[START OF Available data]

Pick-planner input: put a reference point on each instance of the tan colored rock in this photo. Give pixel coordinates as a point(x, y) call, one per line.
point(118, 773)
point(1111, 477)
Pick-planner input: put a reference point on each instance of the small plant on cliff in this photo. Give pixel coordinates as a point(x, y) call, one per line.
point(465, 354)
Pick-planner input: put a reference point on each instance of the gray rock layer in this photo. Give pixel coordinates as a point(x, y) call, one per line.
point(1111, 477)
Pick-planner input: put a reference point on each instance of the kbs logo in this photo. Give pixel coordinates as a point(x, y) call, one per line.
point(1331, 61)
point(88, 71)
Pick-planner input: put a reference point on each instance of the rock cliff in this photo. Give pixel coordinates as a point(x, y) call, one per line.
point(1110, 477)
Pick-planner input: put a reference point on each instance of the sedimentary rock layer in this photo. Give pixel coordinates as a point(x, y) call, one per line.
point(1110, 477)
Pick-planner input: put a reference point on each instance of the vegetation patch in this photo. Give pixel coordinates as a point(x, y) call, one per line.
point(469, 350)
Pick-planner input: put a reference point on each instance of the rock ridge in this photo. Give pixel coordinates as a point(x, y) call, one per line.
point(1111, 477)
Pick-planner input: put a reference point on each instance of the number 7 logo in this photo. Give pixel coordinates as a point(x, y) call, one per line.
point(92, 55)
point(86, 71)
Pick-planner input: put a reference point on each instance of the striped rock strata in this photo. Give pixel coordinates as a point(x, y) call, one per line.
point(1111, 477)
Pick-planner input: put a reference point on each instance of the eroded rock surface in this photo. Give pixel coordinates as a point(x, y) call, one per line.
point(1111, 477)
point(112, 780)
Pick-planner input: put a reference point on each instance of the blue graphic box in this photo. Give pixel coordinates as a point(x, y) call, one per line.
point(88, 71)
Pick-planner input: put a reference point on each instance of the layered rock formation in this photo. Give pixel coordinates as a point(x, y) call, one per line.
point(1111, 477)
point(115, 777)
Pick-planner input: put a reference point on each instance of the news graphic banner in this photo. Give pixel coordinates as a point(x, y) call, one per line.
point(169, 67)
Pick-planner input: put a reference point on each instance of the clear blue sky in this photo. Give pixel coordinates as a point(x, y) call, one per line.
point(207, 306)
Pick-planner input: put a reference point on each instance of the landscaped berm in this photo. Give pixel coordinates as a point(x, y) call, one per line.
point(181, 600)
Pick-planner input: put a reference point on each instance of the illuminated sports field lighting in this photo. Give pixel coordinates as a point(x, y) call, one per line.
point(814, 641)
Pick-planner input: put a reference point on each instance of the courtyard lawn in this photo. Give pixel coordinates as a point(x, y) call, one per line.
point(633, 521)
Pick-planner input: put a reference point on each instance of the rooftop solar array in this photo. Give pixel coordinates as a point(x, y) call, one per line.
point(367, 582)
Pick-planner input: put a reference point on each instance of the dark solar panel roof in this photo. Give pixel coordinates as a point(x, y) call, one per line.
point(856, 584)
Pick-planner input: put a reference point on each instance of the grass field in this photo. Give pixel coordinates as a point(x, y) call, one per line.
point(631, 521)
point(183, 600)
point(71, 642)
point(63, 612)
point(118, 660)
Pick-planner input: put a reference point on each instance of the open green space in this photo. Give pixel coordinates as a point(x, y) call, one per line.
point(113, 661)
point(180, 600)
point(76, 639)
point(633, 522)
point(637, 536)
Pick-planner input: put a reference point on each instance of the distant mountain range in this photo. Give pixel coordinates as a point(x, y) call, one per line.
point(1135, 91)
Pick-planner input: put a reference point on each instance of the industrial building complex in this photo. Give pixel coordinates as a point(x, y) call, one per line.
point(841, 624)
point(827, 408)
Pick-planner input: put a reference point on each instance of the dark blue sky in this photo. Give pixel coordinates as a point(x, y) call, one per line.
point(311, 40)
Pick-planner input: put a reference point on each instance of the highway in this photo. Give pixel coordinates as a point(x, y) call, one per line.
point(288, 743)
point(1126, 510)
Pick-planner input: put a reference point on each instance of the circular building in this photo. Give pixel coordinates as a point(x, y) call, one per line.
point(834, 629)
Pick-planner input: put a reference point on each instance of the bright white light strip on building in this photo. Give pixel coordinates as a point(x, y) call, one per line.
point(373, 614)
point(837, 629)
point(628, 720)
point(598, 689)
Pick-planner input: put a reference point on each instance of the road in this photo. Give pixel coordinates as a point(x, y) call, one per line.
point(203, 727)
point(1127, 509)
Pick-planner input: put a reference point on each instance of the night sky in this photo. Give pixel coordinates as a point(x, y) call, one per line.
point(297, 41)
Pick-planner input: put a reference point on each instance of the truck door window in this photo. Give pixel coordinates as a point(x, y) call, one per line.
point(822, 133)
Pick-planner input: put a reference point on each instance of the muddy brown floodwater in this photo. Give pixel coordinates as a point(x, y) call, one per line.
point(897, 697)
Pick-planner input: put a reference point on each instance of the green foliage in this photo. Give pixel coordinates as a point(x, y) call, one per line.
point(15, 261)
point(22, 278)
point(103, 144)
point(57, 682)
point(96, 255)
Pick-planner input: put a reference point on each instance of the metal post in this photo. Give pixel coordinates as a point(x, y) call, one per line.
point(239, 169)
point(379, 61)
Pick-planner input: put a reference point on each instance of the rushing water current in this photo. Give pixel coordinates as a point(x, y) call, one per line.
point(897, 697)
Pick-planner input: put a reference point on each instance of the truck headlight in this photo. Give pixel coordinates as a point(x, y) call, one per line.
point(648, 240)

[END OF Available data]

Can you rewrite the lines from the one with "of the industrial" up to and including the one with "point(827, 408)", substituting "factory compound" for "industrial building complex" and changing nothing else? Return only those lines.

Pick-planner input: put a reference point on each instance of the factory compound in this photo. Give pixel coordinates as a point(x, y) call, one per line.
point(841, 624)
point(827, 408)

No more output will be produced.